■ **Problems and tasks**
1. Answer these questions from the blog post about the early train to London:
(a) What time does the writer give while writing on the train?
(b) How often does the writer make the trip into Town?
(c) Which stitch does the Chanel style bag use?
2. Go on with the blog post about the early train to London from the point where it stops.

■ **Selected text**
___

I’m writing this blog on the first train to London. It’s 6am. I saw Elder for 10mins yesterday. I won’t see him at all today. Nor Little One. This is not a moan (that was yesterday – it got better) I’m lucky in so many ways, but I often wonder whether shooting for a career ASAP is the best thing. I just assumed it was.

Frankly, having the boys has all but killed my career with the Parkinson’s delivering the death blow. A little galling considering the effort I put into it. I could go on about maternity rights and equal opportunities but the fundamental truth is you can’t have it all. And we shouldn’t pretend you can. You only end up exhausted and stressed. Well I do.

Before the female population lynch me I have to go on to ask why we assume the responsibility for family care lies with the mother? We should be showing the boys that they can be involved fathers rather than only seeing their kids at the weekend. I’m lucky. I only do this trail into Town twice a week. I’m surrounded by guys in pinstripes who do it daily. That can’t be good can it? It’s almost 3hrs each way!!

Other Half said last night how much he enjoys having the boys on my ‘big London’ days. The proverbial silver lining. We are in this parenting lark together aren’t we? We should be raising the next generation to take that for granted.

Another silver lining. Just to get back to the important things in life. I have made progress on my lace crochet scarf. I think it’s going to be quite cool. And I’ve started making a Chanel style bag as featured in this months Knitting mag. Moss stitch. Nooooooooooooooo !

5 responses to “We’re all in this together”

___

■ **Extracted entries**
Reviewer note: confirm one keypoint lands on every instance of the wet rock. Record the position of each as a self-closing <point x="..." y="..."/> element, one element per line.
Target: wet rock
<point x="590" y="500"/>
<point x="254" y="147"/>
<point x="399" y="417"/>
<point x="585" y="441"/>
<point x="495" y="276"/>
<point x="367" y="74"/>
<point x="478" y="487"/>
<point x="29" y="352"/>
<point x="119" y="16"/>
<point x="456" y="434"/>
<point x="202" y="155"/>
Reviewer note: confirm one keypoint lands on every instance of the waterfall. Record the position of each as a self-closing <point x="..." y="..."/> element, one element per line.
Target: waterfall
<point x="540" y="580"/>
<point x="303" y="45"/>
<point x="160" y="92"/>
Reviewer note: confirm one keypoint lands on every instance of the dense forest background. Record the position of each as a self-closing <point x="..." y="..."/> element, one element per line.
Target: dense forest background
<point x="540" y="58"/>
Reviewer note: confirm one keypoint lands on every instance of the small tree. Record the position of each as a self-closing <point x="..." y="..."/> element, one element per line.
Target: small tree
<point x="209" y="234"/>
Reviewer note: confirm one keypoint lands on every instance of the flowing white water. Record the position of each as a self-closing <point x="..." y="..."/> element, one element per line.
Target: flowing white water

___

■ **Expected responses**
1.
(a) 6am.
(b) Twice a week.
(c) Moss stitch.

2.
  1. Shooting for a career was the best thing. I did the same, and the exhausting middle years, trying to be mum, housewife-superstar AND running my own business. I seemed to be exhausted, all the time, for about 15 years!

    Looking back I now come to relish the other things a uni education did for me. It opened my mind, and made me get so much more enjoyment out of life. Now I’m a ‘third-ager’, I see it now with retired colleagues who didn’t aim for a career – they seem so shut down, and narrow. And I see the opposite in my beautiful daughter, who we gave the best education we could. She’s in a good career, BUT I’ve come to realise that’s not the bit that’s important. She’s confident, outgoing, can enjoy life and is ready to get out there and grab it! She can see life’s challenges clearly, and without the nagging doubts and clouded, narrow thinking that can beset us.

    It’s been a bit of a revelation to me to look back and realise that – yeah – the career was good, but that wasn’t even half of it.

    Keep going! You’re doing great.

    PS. Hubby and I also shared the work and the child-raising. It was really good, but deserves another post!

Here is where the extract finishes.